╭──

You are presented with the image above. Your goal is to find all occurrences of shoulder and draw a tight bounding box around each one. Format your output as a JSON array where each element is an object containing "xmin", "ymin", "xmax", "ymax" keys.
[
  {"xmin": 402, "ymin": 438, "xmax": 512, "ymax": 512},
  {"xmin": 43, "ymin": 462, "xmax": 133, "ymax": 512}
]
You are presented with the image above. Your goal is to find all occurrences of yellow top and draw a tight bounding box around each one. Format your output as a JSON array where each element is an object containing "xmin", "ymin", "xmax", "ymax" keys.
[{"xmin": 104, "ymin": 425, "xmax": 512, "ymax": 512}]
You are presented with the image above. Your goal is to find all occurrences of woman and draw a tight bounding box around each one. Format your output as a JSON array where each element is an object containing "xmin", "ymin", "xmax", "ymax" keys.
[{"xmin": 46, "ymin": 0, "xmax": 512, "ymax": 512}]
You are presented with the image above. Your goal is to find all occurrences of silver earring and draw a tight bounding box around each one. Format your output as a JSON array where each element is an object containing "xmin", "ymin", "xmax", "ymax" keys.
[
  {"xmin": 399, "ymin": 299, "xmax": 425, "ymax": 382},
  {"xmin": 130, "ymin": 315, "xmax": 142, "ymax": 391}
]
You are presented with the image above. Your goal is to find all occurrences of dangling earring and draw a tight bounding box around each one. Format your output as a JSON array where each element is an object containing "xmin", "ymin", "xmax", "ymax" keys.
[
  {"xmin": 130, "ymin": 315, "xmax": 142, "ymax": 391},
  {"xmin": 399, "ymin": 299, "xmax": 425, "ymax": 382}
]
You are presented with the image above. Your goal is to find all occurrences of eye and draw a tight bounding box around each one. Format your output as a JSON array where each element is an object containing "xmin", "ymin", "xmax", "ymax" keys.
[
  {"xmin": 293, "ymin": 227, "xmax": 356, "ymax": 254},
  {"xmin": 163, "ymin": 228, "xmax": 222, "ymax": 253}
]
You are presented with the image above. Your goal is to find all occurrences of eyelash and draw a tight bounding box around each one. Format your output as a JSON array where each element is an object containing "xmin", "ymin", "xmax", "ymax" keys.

╰──

Identify every line above that contains the word "earring", and copy each of those lines. Case counts.

You are presented with the image above. Your goal is to find all occurrences of silver earring and draw a tight bounding box around each one. Format your output as a JSON array where each element is an object containing "xmin", "ymin", "xmax", "ymax" keys.
You are presented with the image above. Your goal is to find all occurrences of dangling earring and draw a tight bounding box around each one. Format your output as a JSON array where each element is an object containing "xmin", "ymin", "xmax", "ymax" keys.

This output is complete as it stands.